● **EXERCISE INSTRUCTIONS**: Wherever the word "side" occurs in the lines below, copy the whole line.

[Referring expression pointing data]
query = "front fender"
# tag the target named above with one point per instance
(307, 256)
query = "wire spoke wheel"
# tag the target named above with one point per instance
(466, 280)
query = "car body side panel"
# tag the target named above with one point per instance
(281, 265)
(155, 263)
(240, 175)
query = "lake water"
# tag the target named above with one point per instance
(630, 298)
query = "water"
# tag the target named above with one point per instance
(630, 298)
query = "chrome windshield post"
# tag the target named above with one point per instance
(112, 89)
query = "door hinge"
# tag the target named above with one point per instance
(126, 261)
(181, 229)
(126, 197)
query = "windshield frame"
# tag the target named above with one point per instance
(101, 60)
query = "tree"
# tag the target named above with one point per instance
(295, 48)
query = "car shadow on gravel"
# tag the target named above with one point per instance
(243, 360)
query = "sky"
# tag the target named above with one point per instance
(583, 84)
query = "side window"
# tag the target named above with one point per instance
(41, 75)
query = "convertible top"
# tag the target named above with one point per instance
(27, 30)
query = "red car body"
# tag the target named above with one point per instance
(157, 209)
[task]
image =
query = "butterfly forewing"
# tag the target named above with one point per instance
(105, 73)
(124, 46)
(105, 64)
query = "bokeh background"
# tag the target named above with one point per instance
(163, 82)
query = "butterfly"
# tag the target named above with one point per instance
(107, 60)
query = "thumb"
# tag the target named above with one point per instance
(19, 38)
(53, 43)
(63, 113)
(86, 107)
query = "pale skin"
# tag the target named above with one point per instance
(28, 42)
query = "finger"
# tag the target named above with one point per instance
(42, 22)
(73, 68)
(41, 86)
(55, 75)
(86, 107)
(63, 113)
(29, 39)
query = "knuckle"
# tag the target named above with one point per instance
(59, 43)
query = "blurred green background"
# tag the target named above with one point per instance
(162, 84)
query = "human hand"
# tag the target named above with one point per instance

● **SOLUTION TO THIS TASK**:
query = "car body side panel"
query = "side window"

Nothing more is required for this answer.